◆ What to do
After reading the entries below, copy word for word the lines from the first through the line containing "Annotate each instance of the dog's tail", and stop there.

┌──

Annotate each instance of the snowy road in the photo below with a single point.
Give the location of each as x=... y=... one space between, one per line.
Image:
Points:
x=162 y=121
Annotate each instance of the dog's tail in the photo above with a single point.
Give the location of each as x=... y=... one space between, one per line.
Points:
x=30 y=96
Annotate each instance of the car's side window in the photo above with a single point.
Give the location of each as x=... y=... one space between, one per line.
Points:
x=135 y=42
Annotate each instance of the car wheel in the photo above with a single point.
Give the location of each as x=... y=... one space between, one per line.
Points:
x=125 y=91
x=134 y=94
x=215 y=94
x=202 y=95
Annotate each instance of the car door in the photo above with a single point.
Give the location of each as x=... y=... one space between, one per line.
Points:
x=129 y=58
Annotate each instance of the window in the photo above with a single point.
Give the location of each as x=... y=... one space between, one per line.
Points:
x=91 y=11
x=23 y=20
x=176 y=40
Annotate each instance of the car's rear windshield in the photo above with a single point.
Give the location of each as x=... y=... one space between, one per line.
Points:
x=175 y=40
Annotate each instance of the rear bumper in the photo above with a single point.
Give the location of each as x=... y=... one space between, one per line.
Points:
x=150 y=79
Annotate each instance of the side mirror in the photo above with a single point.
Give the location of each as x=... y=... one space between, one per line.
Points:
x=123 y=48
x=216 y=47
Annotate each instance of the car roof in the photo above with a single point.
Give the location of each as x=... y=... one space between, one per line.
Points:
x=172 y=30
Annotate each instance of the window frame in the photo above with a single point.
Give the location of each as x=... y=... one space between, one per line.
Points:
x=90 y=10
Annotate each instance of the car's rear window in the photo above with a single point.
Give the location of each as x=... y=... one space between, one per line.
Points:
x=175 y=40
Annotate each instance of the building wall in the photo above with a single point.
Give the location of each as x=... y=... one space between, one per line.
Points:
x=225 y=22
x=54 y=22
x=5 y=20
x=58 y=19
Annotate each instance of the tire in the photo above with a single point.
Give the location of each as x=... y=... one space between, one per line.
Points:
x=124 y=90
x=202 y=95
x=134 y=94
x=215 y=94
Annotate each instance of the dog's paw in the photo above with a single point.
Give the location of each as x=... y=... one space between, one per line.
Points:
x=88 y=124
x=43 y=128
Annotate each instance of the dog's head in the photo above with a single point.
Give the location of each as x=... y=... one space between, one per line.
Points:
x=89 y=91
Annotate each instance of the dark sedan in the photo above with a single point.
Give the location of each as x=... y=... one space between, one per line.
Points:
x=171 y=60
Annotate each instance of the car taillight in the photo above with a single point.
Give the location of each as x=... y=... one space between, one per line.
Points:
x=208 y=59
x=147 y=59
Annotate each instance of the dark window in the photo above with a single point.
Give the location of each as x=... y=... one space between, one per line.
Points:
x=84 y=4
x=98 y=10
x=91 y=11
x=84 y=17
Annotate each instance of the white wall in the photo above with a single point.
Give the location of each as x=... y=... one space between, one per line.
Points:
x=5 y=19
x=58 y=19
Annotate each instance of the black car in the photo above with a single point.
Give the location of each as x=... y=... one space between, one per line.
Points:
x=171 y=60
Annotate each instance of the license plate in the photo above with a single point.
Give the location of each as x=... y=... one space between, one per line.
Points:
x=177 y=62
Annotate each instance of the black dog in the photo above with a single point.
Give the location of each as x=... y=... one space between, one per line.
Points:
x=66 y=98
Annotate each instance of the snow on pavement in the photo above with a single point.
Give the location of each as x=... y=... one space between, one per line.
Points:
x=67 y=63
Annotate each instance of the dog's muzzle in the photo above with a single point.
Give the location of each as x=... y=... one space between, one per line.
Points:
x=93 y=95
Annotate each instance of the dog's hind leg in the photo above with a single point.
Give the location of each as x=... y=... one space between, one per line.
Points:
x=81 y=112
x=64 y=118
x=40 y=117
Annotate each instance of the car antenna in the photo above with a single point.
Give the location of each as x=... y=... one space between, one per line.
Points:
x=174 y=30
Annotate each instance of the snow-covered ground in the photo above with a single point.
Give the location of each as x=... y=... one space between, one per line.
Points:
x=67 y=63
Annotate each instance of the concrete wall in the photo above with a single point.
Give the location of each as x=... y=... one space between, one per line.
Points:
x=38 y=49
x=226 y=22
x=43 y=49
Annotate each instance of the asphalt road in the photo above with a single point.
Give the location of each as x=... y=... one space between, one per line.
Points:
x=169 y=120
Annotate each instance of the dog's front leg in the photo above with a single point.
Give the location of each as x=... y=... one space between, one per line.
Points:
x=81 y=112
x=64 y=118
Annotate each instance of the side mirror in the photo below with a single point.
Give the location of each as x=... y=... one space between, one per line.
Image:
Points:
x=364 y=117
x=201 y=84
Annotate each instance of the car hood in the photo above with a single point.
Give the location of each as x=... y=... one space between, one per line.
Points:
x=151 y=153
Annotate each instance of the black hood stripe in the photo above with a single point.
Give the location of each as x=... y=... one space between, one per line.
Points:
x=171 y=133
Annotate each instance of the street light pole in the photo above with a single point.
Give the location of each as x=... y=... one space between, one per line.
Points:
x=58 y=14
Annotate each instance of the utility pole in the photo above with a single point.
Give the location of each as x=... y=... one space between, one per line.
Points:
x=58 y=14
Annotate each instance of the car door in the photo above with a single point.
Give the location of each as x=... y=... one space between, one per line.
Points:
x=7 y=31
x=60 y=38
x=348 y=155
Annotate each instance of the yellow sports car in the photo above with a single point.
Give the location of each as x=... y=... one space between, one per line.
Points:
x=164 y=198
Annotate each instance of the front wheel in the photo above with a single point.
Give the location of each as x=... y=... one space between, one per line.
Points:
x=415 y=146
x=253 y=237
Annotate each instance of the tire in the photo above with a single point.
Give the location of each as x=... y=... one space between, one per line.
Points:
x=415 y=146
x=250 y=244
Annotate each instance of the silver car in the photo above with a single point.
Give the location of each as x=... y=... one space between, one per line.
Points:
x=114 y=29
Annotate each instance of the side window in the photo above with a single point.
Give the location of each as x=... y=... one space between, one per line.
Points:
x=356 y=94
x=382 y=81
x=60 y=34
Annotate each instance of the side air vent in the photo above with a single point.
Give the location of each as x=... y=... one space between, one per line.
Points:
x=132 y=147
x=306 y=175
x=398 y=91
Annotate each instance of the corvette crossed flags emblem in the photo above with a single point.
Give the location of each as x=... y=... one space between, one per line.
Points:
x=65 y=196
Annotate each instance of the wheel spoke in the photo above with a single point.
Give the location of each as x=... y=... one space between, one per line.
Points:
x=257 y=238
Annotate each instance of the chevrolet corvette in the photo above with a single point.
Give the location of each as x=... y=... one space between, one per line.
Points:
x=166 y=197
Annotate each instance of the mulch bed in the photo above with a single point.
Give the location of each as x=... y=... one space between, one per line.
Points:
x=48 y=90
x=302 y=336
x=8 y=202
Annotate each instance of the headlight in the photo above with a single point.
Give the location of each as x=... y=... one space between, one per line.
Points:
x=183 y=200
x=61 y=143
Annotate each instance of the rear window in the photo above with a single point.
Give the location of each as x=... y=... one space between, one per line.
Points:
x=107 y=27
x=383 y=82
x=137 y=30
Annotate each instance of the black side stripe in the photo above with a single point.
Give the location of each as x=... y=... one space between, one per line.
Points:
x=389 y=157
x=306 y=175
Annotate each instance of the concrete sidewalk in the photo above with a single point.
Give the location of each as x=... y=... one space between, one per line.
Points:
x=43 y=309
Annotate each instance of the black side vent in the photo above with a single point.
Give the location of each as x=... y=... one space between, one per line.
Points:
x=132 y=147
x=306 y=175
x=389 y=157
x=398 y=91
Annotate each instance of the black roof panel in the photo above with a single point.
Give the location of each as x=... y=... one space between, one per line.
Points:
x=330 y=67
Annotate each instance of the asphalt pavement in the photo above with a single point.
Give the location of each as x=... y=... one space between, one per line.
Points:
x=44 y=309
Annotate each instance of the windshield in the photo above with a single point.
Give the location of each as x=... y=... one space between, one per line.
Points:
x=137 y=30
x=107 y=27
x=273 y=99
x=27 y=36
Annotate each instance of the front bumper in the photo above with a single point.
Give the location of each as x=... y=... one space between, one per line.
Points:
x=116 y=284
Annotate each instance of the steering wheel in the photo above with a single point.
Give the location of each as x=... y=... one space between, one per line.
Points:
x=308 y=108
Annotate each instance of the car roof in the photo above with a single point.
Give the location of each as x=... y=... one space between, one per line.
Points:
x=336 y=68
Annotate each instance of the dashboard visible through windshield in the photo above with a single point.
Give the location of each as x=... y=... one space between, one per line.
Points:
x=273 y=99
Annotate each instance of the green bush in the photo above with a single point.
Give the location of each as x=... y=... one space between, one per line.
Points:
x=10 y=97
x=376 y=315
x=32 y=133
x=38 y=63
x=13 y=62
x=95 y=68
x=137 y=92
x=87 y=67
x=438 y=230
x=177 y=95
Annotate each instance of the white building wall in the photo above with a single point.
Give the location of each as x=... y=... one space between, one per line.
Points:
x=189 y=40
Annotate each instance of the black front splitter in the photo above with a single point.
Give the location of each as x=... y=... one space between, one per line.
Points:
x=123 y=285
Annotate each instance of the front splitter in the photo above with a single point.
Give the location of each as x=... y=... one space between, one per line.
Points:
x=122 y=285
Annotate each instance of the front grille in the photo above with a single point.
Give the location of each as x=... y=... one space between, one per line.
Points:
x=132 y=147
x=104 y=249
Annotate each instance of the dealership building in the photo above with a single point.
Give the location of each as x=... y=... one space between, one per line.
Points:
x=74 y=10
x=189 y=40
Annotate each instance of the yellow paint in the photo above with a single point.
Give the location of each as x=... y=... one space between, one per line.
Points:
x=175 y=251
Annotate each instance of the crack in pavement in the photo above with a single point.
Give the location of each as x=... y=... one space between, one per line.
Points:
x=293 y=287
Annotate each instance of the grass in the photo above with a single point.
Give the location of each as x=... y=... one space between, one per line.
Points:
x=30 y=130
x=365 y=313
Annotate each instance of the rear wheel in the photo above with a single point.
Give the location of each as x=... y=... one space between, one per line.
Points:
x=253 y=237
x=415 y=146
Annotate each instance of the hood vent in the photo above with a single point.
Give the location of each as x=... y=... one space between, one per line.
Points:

└──

◆ Task output
Annotate each instance of the snowy road in the photo below with a single point.
Give the location of each as x=... y=... one space between, one per line.
Image:
Points:
x=162 y=121
Annotate each instance of the dog's tail in the photo above with a single point.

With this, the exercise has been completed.